SELECTED TEXT »
===============

3. Resolving the CEO’s top frustration with how people work together
Performance and customer experience improvement efforts may be obvious areas that could motivate a CEO to take action but an even greater motivator is their own individual frustrations. Drama and rumors can run rampant in organizations that neglect the subject of culture and lack clarity, effective engagement, and ownership. Every culture has strengths and weaknesses and every CEO has frustrations they have experienced with how their team works together. What substantial action is taking place to alleviate or deal with those frustrations?
4. Changing silo behavior
CEO’s view collaboration as the most critical employee characteristic for this new work era but it’s very common for barriers between sub-groups and teams to negatively impact results. It might be traditional barriers between sales and operations, IT or HR functions and the groups they support, or some other barrier across departments, locations, regions, or teams. Teams must have a “culture core” that binds them together and unites them to focus on organizational priorities over sub-group priorities.
5. Reacting to or preventing serious bad behavior and compliance issues
We don’t have to look beyond the world of sports to see many examples with the recent NFL domestic abuse problems, recent firing of the PGA President, the behavior of Florida State’s quarterback capping 40 years of sexual assault problems in college football. It’s not just discrimination, bullying, harassment or other problems in the workplace that are the only concern. These examples show us that bad behavior outside of the workplace reflects just as poorly on organizations. Monitoring employee compliance is the number one issue with managing compliance risks. The greatest defense against bad behavior is not a new policy, rule, or 10 page code of conduct but a clearly reinforced culture where expected behaviors are defined and every member of the team holds each other accountable to the same standard of positive and constructive behavior.
Teams must have a “culture core” that binds them together and unites them to focus on organizational priorities over sub-group priorities.
6. Dramatically increasing the likelihood a strategy or major change effort (M&A, new products / services, new technology, etc.) will be successful
Workplace culture impacts the effectiveness of every major strategy and plan. Why on earth would any CEO want their strategy to be undermined by failing to fully understand and leverage cultural strengths or allowing a major cultural weakness to continue unchecked? Unfortunately it’s all too common as 56% of strategic initiatives fail to deliver their intended results and business intent and only one in four will be successful in the long run. It’s especially critical to consider culture if there is a major strategic action or change effort like an acquisition, entering a new market, launching a new type of product or service, or rolling out new technology.

===============

WORK REQUEST 1 »
Convert the entries, from their start through the line containing "positive clicks: (836, 853)", into a JSON list of strings with one string per line and blank lines dropped. Leave the pictures out.
The article on workplace culture and the entries after it come from separate sources.

===============

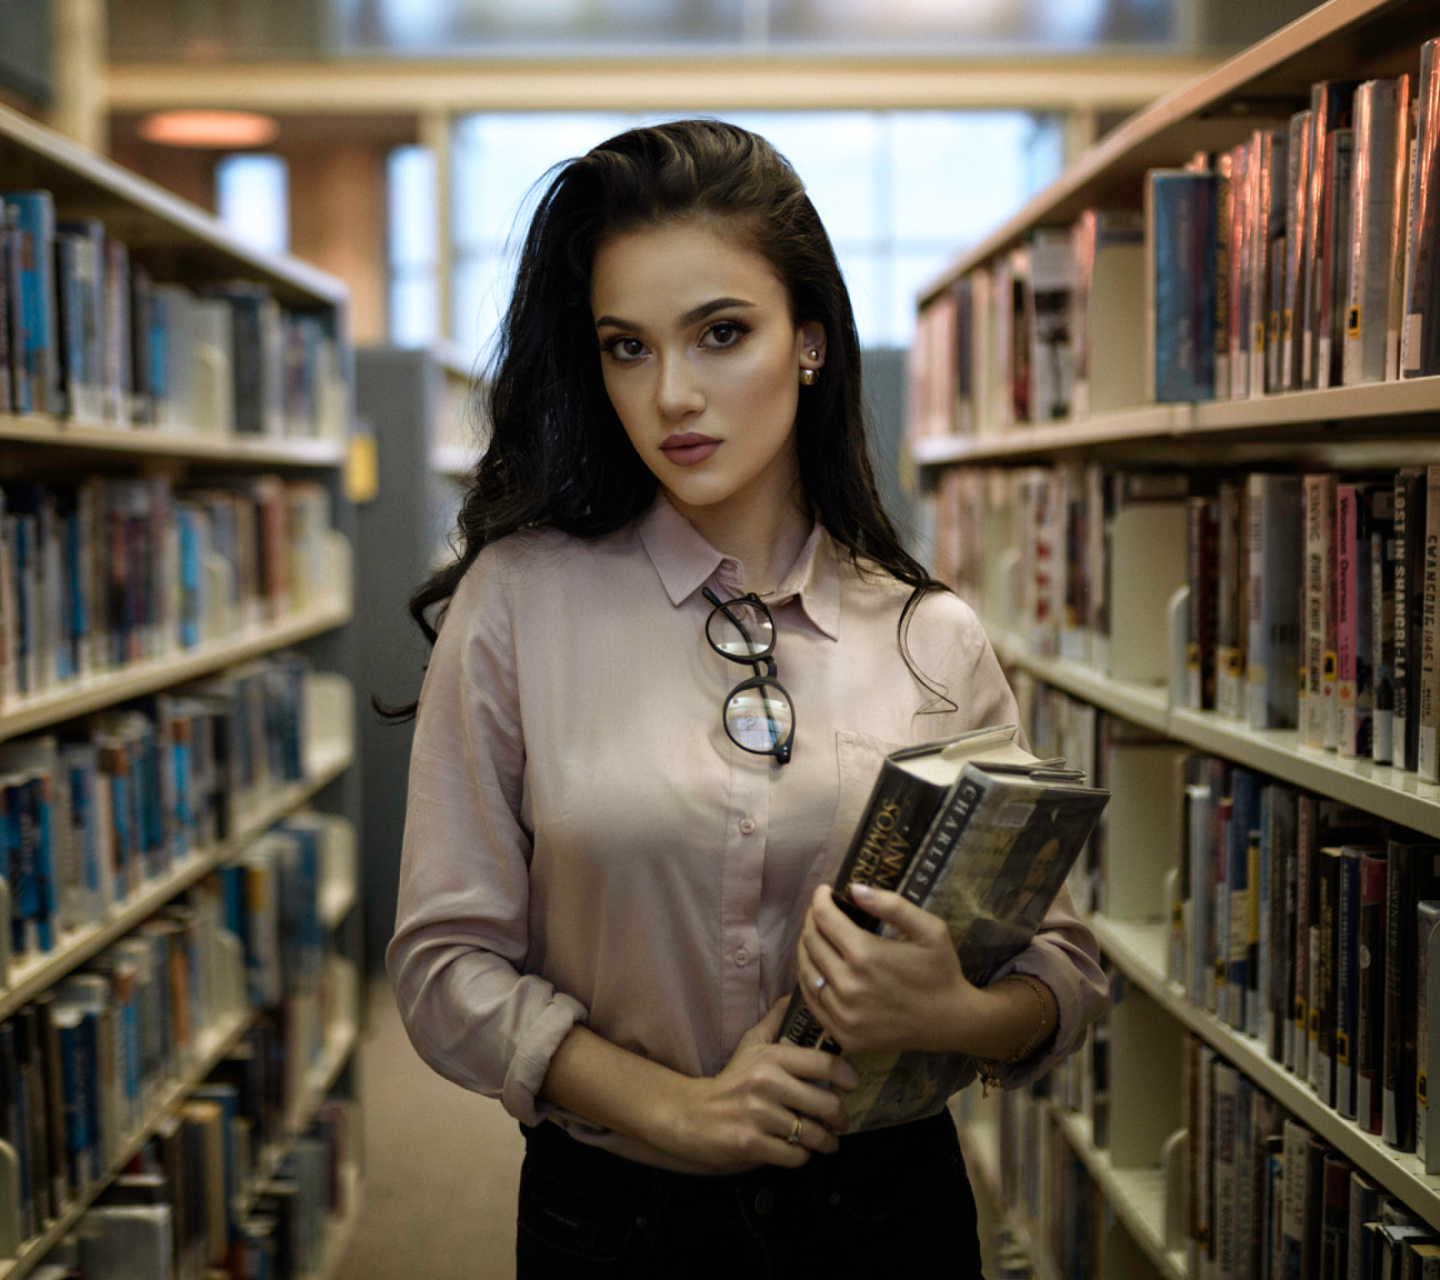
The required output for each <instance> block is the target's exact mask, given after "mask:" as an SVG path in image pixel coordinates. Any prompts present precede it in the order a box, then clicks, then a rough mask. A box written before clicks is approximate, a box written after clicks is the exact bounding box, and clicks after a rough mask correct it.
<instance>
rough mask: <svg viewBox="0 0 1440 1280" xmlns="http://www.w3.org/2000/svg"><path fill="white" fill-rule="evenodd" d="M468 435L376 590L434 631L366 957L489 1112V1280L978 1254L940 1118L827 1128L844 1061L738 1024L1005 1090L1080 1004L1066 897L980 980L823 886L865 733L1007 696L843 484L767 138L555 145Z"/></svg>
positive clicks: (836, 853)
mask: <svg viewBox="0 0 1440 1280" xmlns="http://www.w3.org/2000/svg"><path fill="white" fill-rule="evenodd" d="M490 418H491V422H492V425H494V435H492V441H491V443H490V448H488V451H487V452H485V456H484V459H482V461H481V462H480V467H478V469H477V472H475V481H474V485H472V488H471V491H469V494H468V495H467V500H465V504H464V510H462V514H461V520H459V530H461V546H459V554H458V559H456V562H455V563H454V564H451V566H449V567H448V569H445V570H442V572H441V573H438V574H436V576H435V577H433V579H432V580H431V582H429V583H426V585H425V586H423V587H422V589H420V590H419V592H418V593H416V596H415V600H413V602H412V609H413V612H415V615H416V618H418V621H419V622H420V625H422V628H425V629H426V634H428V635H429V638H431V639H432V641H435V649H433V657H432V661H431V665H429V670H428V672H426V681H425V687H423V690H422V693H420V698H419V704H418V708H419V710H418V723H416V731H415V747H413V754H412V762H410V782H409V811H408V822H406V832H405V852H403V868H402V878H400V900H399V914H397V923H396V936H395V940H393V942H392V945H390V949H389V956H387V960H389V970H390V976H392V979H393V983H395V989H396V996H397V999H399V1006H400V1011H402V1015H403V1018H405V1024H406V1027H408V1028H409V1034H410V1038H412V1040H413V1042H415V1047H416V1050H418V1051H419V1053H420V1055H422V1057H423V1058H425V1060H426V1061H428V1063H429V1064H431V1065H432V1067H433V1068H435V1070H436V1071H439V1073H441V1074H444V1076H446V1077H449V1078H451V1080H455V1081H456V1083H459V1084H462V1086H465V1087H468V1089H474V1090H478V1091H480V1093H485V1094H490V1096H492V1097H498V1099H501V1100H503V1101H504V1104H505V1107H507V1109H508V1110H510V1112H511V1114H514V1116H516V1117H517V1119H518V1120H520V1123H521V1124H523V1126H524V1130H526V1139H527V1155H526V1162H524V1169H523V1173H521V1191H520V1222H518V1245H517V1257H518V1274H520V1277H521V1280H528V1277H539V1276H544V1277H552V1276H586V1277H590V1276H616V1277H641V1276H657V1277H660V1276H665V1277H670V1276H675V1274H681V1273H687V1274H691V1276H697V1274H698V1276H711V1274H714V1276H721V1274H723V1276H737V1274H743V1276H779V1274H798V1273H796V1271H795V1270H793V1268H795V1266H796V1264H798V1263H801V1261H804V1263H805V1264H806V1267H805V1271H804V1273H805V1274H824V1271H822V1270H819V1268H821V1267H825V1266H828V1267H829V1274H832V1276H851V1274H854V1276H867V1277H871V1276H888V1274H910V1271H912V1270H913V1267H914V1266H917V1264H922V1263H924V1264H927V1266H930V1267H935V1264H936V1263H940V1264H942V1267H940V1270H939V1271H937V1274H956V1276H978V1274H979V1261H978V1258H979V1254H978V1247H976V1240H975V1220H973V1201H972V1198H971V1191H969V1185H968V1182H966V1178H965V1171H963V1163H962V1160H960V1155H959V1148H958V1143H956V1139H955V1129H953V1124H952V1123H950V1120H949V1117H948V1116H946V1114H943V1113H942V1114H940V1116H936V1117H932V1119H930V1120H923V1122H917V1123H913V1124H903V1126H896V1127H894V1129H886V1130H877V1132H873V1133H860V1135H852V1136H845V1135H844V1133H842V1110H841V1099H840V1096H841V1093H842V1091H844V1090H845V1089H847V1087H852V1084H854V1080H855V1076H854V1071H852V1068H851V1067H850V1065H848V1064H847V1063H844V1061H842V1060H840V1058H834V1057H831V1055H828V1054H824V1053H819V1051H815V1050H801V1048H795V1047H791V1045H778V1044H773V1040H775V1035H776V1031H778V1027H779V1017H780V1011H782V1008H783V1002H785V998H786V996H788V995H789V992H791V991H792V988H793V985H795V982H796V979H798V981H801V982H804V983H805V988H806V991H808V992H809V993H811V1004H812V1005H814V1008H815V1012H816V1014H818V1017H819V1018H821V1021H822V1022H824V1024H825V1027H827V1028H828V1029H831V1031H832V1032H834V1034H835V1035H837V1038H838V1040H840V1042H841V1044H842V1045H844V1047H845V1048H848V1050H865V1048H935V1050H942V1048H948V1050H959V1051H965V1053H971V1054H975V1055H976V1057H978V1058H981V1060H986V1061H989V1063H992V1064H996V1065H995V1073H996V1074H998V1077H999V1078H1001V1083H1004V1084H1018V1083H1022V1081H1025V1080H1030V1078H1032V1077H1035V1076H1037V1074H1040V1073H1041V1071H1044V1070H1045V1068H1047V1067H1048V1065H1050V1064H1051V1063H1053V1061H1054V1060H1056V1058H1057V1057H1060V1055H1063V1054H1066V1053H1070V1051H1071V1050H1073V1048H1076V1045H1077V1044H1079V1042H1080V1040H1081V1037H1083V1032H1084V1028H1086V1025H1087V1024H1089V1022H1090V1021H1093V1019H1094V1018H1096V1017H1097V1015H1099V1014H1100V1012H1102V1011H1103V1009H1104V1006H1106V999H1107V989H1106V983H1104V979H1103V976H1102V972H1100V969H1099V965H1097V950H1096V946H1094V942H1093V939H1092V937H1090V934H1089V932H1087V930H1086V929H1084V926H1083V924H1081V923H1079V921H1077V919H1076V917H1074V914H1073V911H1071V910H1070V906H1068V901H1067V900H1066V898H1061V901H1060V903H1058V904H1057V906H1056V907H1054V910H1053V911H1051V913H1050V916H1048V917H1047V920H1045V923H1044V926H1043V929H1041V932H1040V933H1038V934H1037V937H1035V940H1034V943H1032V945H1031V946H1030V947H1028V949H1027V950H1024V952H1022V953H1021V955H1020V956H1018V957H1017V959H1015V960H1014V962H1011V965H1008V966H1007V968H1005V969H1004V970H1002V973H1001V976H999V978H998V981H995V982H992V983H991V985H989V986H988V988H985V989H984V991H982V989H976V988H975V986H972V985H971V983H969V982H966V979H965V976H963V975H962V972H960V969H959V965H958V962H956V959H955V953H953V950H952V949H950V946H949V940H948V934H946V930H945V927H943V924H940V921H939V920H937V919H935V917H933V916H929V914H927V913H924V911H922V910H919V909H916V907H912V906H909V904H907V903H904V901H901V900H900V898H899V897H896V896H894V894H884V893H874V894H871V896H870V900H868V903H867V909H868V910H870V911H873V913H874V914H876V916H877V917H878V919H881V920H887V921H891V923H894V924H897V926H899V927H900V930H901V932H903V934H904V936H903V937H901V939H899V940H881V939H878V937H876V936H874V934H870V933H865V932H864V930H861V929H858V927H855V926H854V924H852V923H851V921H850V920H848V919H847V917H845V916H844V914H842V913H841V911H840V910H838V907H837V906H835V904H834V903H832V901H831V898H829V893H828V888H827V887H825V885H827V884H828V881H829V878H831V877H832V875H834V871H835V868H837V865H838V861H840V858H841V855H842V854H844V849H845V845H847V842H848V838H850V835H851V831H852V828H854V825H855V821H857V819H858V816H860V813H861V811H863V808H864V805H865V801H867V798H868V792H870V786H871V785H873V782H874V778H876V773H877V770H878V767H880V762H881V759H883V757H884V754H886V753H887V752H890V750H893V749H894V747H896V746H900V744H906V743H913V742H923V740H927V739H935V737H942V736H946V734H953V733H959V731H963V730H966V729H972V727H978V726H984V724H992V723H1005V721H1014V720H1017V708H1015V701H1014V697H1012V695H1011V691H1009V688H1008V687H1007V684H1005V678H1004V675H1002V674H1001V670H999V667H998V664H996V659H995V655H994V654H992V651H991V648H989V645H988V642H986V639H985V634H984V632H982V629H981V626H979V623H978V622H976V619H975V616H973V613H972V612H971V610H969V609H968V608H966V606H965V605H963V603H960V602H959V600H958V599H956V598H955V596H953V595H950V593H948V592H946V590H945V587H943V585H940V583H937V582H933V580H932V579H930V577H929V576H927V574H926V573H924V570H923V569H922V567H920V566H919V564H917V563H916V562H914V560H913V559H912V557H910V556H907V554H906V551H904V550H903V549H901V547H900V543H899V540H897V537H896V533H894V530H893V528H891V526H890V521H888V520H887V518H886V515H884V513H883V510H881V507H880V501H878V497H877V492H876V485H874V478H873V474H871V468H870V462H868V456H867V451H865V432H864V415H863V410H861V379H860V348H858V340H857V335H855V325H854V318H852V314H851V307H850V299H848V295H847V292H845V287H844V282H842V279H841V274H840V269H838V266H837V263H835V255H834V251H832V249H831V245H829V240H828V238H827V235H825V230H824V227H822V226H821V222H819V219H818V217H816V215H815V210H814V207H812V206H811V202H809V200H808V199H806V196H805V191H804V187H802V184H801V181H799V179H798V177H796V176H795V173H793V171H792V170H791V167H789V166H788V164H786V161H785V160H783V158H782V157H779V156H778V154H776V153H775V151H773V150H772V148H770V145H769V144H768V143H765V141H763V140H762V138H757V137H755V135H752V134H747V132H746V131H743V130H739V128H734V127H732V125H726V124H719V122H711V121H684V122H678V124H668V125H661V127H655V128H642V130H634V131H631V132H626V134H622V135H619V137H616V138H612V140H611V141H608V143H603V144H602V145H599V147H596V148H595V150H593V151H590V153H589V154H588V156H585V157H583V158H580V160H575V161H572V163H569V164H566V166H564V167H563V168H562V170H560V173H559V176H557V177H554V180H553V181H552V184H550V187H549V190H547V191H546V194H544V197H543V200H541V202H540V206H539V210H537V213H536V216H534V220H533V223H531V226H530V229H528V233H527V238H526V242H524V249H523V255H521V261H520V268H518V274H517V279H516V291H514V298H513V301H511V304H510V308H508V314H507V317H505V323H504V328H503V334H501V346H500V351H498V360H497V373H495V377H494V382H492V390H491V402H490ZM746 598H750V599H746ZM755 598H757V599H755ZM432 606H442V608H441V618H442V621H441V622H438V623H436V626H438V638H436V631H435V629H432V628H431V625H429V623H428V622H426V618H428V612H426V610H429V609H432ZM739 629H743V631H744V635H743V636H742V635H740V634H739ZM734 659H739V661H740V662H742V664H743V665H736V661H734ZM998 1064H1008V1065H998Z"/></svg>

===============

WORK REQUEST 2 »
Continue the article on workplace culture from where it stops.

YOUR RESPONSE 1 »
[
  "The required output for each <instance> block is the target's exact mask, given after \"mask:\" as an SVG path in image pixel coordinates. Any prompts present precede it in the order a box, then clicks, then a rough mask. A box written before clicks is approximate, a box written after clicks is the exact bounding box, and clicks after a rough mask correct it.",
  "<instance>",
  "rough mask: <svg viewBox=\"0 0 1440 1280\" xmlns=\"http://www.w3.org/2000/svg\"><path fill=\"white\" fill-rule=\"evenodd\" d=\"M468 435L376 590L434 631L366 957L489 1112V1280L978 1254L940 1118L827 1128L844 1061L738 1024L1005 1090L1080 1004L1066 897L980 980L823 886L865 733L1007 696L843 484L767 138L555 145Z\"/></svg>",
  "positive clicks: (836, 853)"
]

YOUR RESPONSE 2 »
7. Improving how talent is attracted, hired, and retained
54% of companies reported that talent shortages are impacting their ability to serve clients to a high or medium degree. 89% of employee success is due to cultural fit areas and not skills. Workplace culture is your employment brand. Best Place to Work, Great Place to Work, and other award winning companies have the distinct advantage of being able to market their outstanding culture. Others, in this age of social media and technology, see their true culture exposed on Glassdoor, in rants on social media, and other sources as they struggle to attract and retain the talent they need.
The greatest defense against bad behavior is not a new policy, rule, or 10 page code of conduct but a clearly reinforced culture where expected behaviors are defined and every member of the team holds each other accountable to the same standard of positive and constructive behavior.
8. Reacting to negative employee feedback
Negative feedback from a formal engagement, climate, satisfaction, or workplace culture survey and other types of informal feedback may motivate a CEO to get serious about culture. It’s far easier and effective to address the roots of engagement than to play wack-a-mole by trying to react to the latest employee concerns.
9. Directly addressing the subject of culture and the need to evolve, shape, or change some aspect of workplace culture
I saved this for last since directly addressing the subject of culture is not commonplace considering the 51% of employees that feel their culture needs a major overhaul. It just doesn’t make sense but it’s reality. If I told you I could take you on a journey that would 1) improve business performance, 2) improve customer experience, 3) resolve the top frustrations with how your team works together, 4) reduce silo behavior, 5) reduce the likelihood of bad behavior that could rock your organization to its core, 6) improve the success rate of your strategic priorities and change efforts, 7) improve talent attraction and retention, and 8) dramatically reduce negative employee feedback – why would you say NO.
Most top leaders would say “let’s do it” or at least “tell me more.” I wish that was the case. Unfortunately, the direct route of proactively dealing with the subject of culture may be the most difficult route to convincing a CEO to take action.
The direct route of proactively dealing with the subject of culture may be the most difficult route to convincing a CEO to take action.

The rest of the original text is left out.